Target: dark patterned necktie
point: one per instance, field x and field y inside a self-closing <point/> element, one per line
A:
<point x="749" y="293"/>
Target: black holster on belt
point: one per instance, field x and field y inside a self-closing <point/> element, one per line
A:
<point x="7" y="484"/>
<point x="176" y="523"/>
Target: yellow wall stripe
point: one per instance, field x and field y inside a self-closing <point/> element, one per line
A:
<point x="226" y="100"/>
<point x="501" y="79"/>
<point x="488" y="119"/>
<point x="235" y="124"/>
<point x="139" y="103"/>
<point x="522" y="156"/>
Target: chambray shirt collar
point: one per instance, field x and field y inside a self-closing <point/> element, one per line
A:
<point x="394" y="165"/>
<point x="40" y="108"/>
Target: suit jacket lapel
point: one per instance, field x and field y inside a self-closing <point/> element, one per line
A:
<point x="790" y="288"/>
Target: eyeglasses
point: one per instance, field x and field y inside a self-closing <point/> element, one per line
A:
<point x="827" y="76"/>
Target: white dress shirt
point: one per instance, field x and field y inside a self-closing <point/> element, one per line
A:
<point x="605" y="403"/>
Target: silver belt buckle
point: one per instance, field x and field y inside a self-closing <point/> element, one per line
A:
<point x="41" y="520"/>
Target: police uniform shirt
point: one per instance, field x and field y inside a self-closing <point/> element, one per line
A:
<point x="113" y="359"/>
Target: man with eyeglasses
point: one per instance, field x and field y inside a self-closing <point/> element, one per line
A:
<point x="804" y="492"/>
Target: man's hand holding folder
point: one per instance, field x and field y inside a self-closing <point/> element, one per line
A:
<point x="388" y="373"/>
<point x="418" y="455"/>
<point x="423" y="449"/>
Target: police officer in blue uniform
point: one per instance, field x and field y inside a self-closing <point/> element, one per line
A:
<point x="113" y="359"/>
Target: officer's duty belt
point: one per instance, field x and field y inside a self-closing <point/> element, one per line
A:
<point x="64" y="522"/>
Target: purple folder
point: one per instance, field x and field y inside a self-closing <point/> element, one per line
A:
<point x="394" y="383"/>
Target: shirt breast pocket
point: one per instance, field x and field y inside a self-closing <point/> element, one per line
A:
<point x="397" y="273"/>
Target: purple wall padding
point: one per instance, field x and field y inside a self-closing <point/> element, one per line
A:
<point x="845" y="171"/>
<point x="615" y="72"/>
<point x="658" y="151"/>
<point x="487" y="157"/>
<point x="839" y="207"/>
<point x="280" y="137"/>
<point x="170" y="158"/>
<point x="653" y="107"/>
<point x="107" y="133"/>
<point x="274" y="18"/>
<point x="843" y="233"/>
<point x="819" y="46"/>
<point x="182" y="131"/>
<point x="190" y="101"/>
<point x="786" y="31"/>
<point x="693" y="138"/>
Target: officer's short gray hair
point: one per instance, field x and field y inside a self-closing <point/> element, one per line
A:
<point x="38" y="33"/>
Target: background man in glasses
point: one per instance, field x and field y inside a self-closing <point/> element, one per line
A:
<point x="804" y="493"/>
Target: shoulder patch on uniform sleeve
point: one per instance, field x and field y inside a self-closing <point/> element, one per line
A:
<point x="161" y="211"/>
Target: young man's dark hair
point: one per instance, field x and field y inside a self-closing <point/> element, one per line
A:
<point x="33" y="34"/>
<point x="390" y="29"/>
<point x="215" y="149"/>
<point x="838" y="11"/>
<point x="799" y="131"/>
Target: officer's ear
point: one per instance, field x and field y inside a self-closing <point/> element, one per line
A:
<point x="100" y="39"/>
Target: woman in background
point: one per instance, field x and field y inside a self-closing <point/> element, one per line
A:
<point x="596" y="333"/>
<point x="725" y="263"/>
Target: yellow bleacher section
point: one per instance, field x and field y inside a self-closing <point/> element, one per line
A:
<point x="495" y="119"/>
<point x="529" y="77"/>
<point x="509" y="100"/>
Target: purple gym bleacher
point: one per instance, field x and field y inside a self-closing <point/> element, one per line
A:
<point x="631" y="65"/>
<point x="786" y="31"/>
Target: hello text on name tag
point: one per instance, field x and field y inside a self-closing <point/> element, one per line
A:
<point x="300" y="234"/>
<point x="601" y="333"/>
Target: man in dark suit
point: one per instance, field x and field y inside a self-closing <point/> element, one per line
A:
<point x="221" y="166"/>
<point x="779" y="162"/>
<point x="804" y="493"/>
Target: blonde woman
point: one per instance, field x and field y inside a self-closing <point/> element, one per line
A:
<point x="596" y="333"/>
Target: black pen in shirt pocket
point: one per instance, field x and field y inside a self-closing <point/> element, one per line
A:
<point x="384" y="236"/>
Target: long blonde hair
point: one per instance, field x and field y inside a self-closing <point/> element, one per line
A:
####
■ **ACTION ITEM**:
Lines containing the word "police" are to be counted in the listing; state their number alone.

■ **EXERCISE RESPONSE**:
2